Rhino horn is in demand in Asia, especially in Vietnam. Some erroneously believe it has medicinal value, capable of anything from curing cancer to working as an aphrodisiac. Others use it as a kind of club drug, to be mixed with water or alcohol. In reality, rhino horn is made of keratin, the same material as hair and fingernails, and there’s scant evidence that it has any effect, medicinal or otherwise. Rhino horn is also increasingly being carved into works of art.

South Africa’s rhino poaching crisis is compounded by corruption and lack of coordination among law enforcement groups, says Richard Thomas, a spokesman for TRAFFIC. In a press release, South African environment minister Edna Molewa said 21 government officials had been arrested for poaching-related crimes in 2017.

“Clearly poachers will go for the easiest targets, and if South Africa's main crime fighting institutions are failing to coordinate their efforts to prevent poaching effectively, then the country's rhinos will inevitably be targeted,” Thomas says.

■ Source material ■
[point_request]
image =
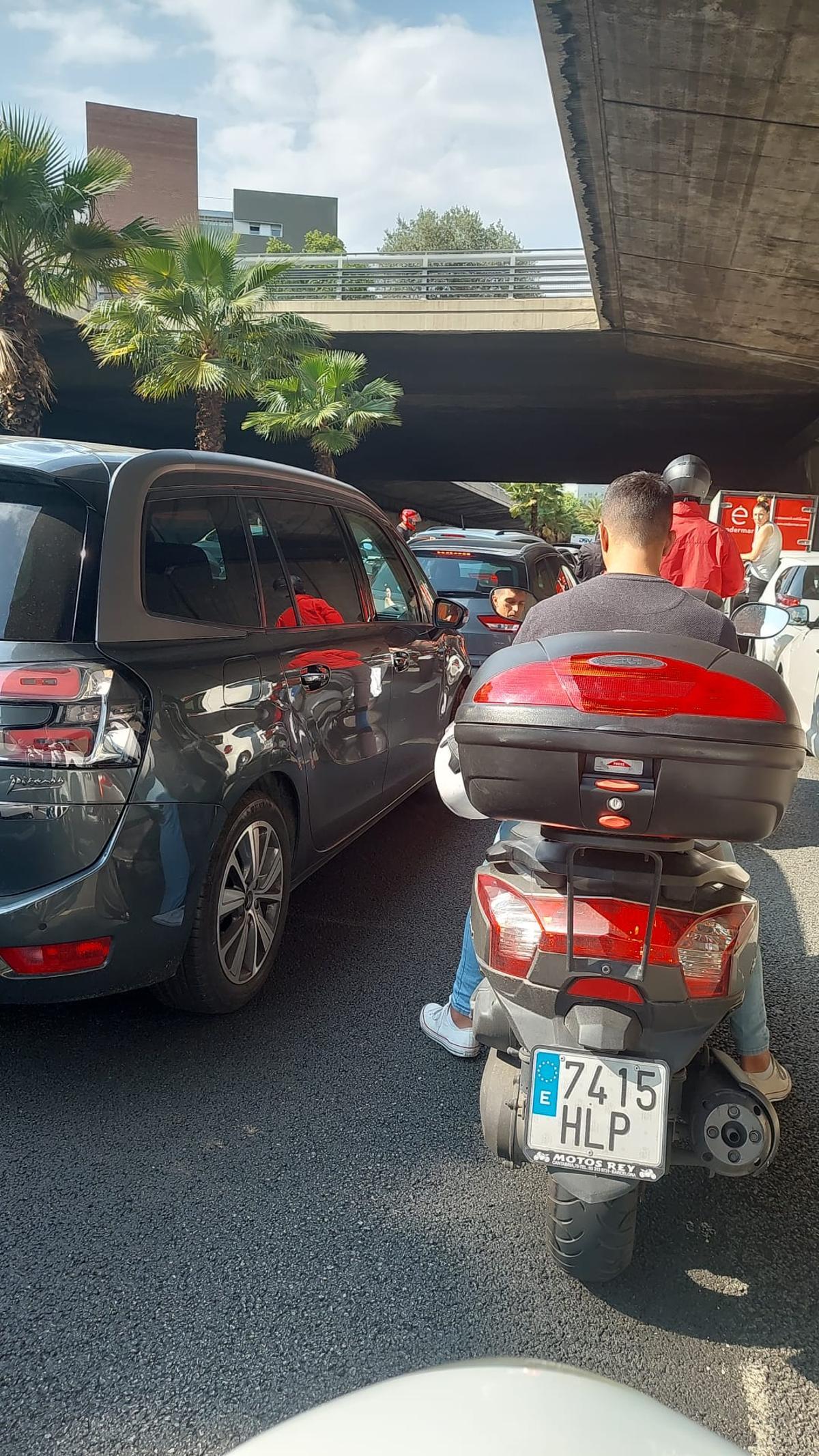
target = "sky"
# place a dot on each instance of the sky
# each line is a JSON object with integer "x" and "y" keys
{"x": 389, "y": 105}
--
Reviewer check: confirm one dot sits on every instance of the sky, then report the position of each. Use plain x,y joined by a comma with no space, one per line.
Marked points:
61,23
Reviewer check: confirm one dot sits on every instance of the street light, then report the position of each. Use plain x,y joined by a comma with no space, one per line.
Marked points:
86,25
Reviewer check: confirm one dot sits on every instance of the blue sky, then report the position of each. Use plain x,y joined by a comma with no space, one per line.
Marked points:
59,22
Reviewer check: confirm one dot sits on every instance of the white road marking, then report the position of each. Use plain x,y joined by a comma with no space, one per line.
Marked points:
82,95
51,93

■ Things to do ■
- A) Can you quote the rhino poaching passage from "South Africa’s rhino" up to and including "crimes in 2017."?
- B) Answer these questions about the rhino poaching passage:
(i) What material is rhino horn made of?
(ii) What organization does Richard Thomas speak for?
(iii) According to Edna Molewa, how many government officials were arrested for poaching-related crimes in 2017?
- C) Could you continue the rhino poaching passage from the point where it stops?
The listing is material of its own, unrelated to the rhino poaching passage.

■ List of answers ■
- A)
South Africa’s rhino poaching crisis is compounded by corruption and lack of coordination among law enforcement groups, says Richard Thomas, a spokesman for TRAFFIC. In a press release, South African environment minister Edna Molewa said 21 government officials had been arrested for poaching-related crimes in 2017.

- B)
(i) Keratin
(ii) TRAFFIC
(iii) 21

- C)
Cross-border trade in rhino horns has long been banned, and from 2009 to the middle of 2017, buying and selling it within South Africa was also prohibited. But following a court ruling in April on a lawsuit brought by rhino farmer John Hume, who owns about 1,500 rhinos, the domestic moratorium was lifted.

In August Hume held an auction for some of his stockpiled rhino horn, obtained by cutting off horn with a chainsaw, which is painless if done right. He and other proponents of legalizing the domestic trade argued it would combat poaching by incentivizing the protection and breeding of more rhinos. But because the international trade is prohibited, and the biggest demand for rhino horn is overseas, critics say that a legal trade in South Africa inevitably would result in those horns leaking onto the international black market and further stimulating demand.

Watch: Orphaned Baby Rhino Rescued

After its mother was shot and killed by poachers, this baby rhino survived a serious wound and lack of milk for a week before being caught by rescuers.

Official numbers for how much horn Hume actually sold have not been released. “Rumors are it was very little indeed,” Thomas says. “That being the case, I don’t believe it will have had any measurable impact one way or another on the poaching statistics.”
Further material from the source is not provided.